* Start Items *

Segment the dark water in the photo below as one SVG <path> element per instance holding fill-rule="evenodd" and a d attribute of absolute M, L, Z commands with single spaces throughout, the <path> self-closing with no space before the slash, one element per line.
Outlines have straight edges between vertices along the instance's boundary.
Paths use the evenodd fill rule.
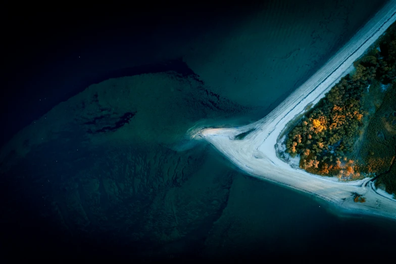
<path fill-rule="evenodd" d="M 7 57 L 4 141 L 25 128 L 2 150 L 2 256 L 232 262 L 393 254 L 394 222 L 342 215 L 254 179 L 185 134 L 273 109 L 381 4 L 362 3 L 168 6 L 134 19 L 55 20 L 59 32 L 43 29 L 39 52 Z"/>

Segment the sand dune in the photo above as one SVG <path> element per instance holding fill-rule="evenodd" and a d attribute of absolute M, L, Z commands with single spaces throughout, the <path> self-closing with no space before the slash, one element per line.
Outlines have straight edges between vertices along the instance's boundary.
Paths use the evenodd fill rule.
<path fill-rule="evenodd" d="M 233 128 L 195 129 L 191 133 L 210 142 L 235 164 L 250 174 L 308 192 L 334 203 L 349 211 L 396 218 L 396 201 L 381 196 L 369 178 L 345 182 L 314 175 L 293 168 L 279 159 L 275 145 L 286 124 L 316 103 L 352 69 L 354 61 L 396 20 L 396 1 L 388 3 L 315 74 L 264 118 Z M 254 128 L 242 140 L 234 137 Z M 355 203 L 353 193 L 364 195 L 366 202 Z"/>

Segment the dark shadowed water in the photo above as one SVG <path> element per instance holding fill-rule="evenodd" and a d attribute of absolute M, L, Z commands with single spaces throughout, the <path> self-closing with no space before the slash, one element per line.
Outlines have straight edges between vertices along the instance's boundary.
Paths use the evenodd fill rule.
<path fill-rule="evenodd" d="M 262 117 L 383 3 L 158 7 L 135 18 L 76 15 L 68 26 L 52 18 L 57 33 L 43 28 L 36 50 L 6 58 L 4 255 L 229 262 L 394 254 L 394 222 L 342 214 L 253 178 L 186 134 Z M 31 29 L 22 32 L 34 39 Z M 7 47 L 18 51 L 23 38 L 10 32 Z"/>

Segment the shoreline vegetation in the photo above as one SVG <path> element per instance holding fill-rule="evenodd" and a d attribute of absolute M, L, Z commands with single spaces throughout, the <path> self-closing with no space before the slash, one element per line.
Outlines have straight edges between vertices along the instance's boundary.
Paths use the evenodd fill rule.
<path fill-rule="evenodd" d="M 362 60 L 362 58 L 369 54 L 373 55 L 370 53 L 371 52 L 366 53 L 367 51 L 370 51 L 370 47 L 378 39 L 381 39 L 380 38 L 383 35 L 385 30 L 395 21 L 396 1 L 392 0 L 385 4 L 315 74 L 263 119 L 249 125 L 234 128 L 195 127 L 193 131 L 189 131 L 191 138 L 202 138 L 208 141 L 235 165 L 253 177 L 319 197 L 336 205 L 342 211 L 351 213 L 369 214 L 396 219 L 396 200 L 384 193 L 384 192 L 382 192 L 381 190 L 377 190 L 372 181 L 373 179 L 365 177 L 363 172 L 357 179 L 353 179 L 350 181 L 340 180 L 336 177 L 324 177 L 302 169 L 299 167 L 298 162 L 296 167 L 294 166 L 292 163 L 298 157 L 294 158 L 290 157 L 293 160 L 286 162 L 281 158 L 281 155 L 279 155 L 280 151 L 286 150 L 283 139 L 288 134 L 287 128 L 293 126 L 293 120 L 303 118 L 307 113 L 314 113 L 315 107 L 313 106 L 317 105 L 320 101 L 321 101 L 322 105 L 325 105 L 326 99 L 322 98 L 325 97 L 325 95 L 330 91 L 331 87 L 340 83 L 343 87 L 343 94 L 342 95 L 345 94 L 345 86 L 355 85 L 360 87 L 361 84 L 362 84 L 362 88 L 360 88 L 359 91 L 363 92 L 364 89 L 366 89 L 365 91 L 368 89 L 370 93 L 368 96 L 359 96 L 353 93 L 349 93 L 348 98 L 343 101 L 342 98 L 338 98 L 339 94 L 342 94 L 340 92 L 341 89 L 339 88 L 338 94 L 332 95 L 332 100 L 340 101 L 343 103 L 343 107 L 351 108 L 353 110 L 352 116 L 349 116 L 348 120 L 350 121 L 352 120 L 351 123 L 349 124 L 350 126 L 352 126 L 352 127 L 357 126 L 357 128 L 355 128 L 355 131 L 359 127 L 364 127 L 364 125 L 362 126 L 362 124 L 367 124 L 366 131 L 360 135 L 360 138 L 357 142 L 358 144 L 360 144 L 361 147 L 358 149 L 354 149 L 359 150 L 359 155 L 351 159 L 357 160 L 358 158 L 361 159 L 365 158 L 365 150 L 371 149 L 371 147 L 368 148 L 364 145 L 364 142 L 368 142 L 365 139 L 373 137 L 370 131 L 373 130 L 373 127 L 376 125 L 374 120 L 383 119 L 382 117 L 377 118 L 373 117 L 375 115 L 384 113 L 380 111 L 381 108 L 383 108 L 384 111 L 388 109 L 383 103 L 392 102 L 392 97 L 386 95 L 390 94 L 388 91 L 392 90 L 389 89 L 389 84 L 383 84 L 383 80 L 376 79 L 377 75 L 373 75 L 376 73 L 378 68 L 375 68 L 372 64 L 375 62 L 376 65 L 376 61 L 381 60 L 380 56 L 376 57 L 380 55 L 381 52 L 378 51 L 379 55 L 378 53 L 374 54 L 375 56 L 373 57 L 375 58 L 375 62 L 374 62 L 372 58 L 367 58 L 364 60 Z M 385 50 L 382 52 L 385 52 Z M 355 66 L 359 66 L 359 68 L 355 73 L 353 73 L 353 64 L 357 61 L 359 62 Z M 359 66 L 359 65 L 361 66 Z M 382 70 L 385 69 L 385 66 L 380 66 Z M 371 67 L 375 68 L 375 72 Z M 369 77 L 372 80 L 371 82 L 369 83 L 370 80 L 366 79 L 366 75 L 370 75 Z M 354 76 L 355 77 L 354 77 Z M 345 78 L 341 79 L 344 77 Z M 382 90 L 384 93 L 379 92 Z M 370 114 L 361 110 L 358 104 L 361 99 L 362 101 L 360 102 L 366 104 L 366 106 L 368 107 L 372 106 L 374 107 L 373 110 L 367 108 L 372 111 Z M 381 103 L 381 102 L 383 103 Z M 387 105 L 389 106 L 389 104 L 387 104 Z M 337 106 L 340 106 L 337 105 Z M 332 108 L 328 108 L 328 109 L 331 113 Z M 339 112 L 340 109 L 336 108 L 334 111 L 336 112 Z M 340 109 L 340 113 L 342 114 L 342 109 Z M 344 111 L 345 110 L 344 109 Z M 357 112 L 354 113 L 355 111 Z M 318 117 L 315 116 L 311 120 L 312 129 L 314 131 L 317 131 L 318 134 L 322 135 L 322 132 L 325 130 L 322 127 L 324 120 L 319 118 L 319 115 L 318 115 Z M 365 118 L 369 119 L 370 116 L 371 116 L 369 119 L 370 122 L 366 122 Z M 387 116 L 389 118 L 389 116 Z M 385 116 L 383 117 L 386 118 Z M 314 119 L 317 119 L 318 121 L 314 122 Z M 326 124 L 330 125 L 331 123 Z M 336 123 L 335 127 L 338 127 L 339 124 Z M 345 130 L 345 127 L 346 126 L 344 127 L 344 133 L 345 134 L 351 134 L 351 132 Z M 383 137 L 380 136 L 379 138 L 387 140 L 387 135 L 384 133 Z M 315 136 L 316 136 L 316 135 Z M 376 135 L 376 137 L 378 137 Z M 311 142 L 311 144 L 316 144 L 317 148 L 322 149 L 318 146 L 317 143 L 323 142 L 324 139 L 322 139 L 321 142 L 318 138 L 316 140 L 317 142 Z M 332 144 L 338 143 L 340 139 L 336 137 L 332 139 Z M 302 137 L 301 142 L 303 142 Z M 337 146 L 340 146 L 341 143 L 339 142 Z M 345 148 L 355 147 L 353 142 L 349 143 L 352 144 L 351 146 L 346 144 L 348 143 L 343 143 L 343 149 L 341 150 L 344 151 Z M 380 143 L 376 144 L 379 145 Z M 312 149 L 316 149 L 313 147 Z M 332 150 L 334 151 L 335 150 L 333 148 Z M 316 153 L 315 154 L 316 155 Z M 368 154 L 371 154 L 370 153 Z M 336 158 L 337 153 L 335 155 Z M 343 158 L 342 155 L 341 157 Z M 316 159 L 320 162 L 320 158 L 317 156 Z M 312 162 L 313 166 L 310 167 L 315 167 L 314 161 L 315 159 Z M 344 161 L 340 159 L 340 162 Z M 336 164 L 336 158 L 334 162 Z M 318 164 L 318 168 L 319 164 Z M 348 169 L 350 169 L 346 168 L 346 172 L 348 171 Z M 387 184 L 385 182 L 391 179 L 390 175 L 394 174 L 395 169 L 396 166 L 391 166 L 387 171 L 389 175 L 385 175 L 379 178 L 377 182 L 379 182 L 380 184 L 383 185 Z M 357 168 L 356 170 L 358 170 Z M 381 178 L 383 180 L 379 181 Z M 377 184 L 377 187 L 381 188 L 381 186 Z"/>
<path fill-rule="evenodd" d="M 344 181 L 378 176 L 376 187 L 396 194 L 390 171 L 396 146 L 395 23 L 354 66 L 290 129 L 285 152 L 310 173 Z"/>

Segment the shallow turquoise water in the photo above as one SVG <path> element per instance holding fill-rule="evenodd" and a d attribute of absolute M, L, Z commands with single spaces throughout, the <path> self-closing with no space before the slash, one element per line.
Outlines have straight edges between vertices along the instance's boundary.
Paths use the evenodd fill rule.
<path fill-rule="evenodd" d="M 152 60 L 181 57 L 188 74 L 111 79 L 37 116 L 2 163 L 3 228 L 15 231 L 6 248 L 135 259 L 392 253 L 394 222 L 340 215 L 185 135 L 261 118 L 379 7 L 315 3 L 259 5 L 188 40 L 164 25 Z"/>

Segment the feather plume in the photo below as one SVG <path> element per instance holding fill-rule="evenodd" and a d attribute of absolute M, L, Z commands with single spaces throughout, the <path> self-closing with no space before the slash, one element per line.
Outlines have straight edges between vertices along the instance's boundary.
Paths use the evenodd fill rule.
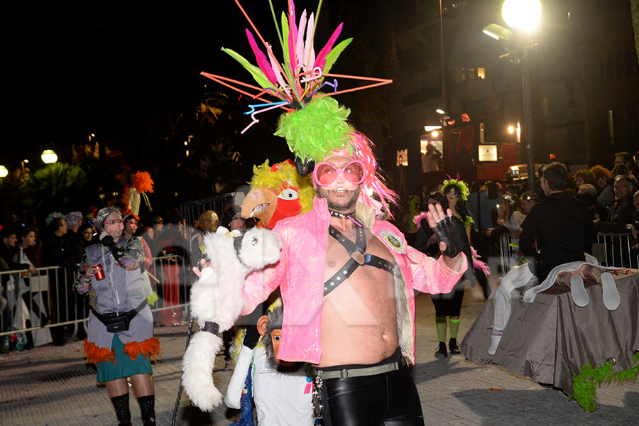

* End Items *

▶ _What you need to do_
Rewrite the lines above as a JSON list of strings, one string per line with blank lines omitted, starting at the first line and ending at the line that contains "141 L 25 128". Leave the pictures out.

▶ _Full response_
[
  "Segment the dark water in the photo below as one SVG <path> element per instance holding fill-rule=\"evenodd\" and a d attribute of absolute M, L, Z commands with single spaces throughout, the <path> self-closing with no space before the slash, one element per line.",
  "Outlines have straight edges between vertices along the instance's boundary.",
  "Paths use the evenodd fill rule.",
  "<path fill-rule=\"evenodd\" d=\"M 7 57 L 4 141 L 25 128 L 2 150 L 2 256 L 232 262 L 393 254 L 394 222 L 342 215 L 254 179 L 185 134 L 273 109 L 381 4 L 362 3 L 168 6 L 134 19 L 55 20 L 59 32 L 43 29 L 39 52 Z\"/>"
]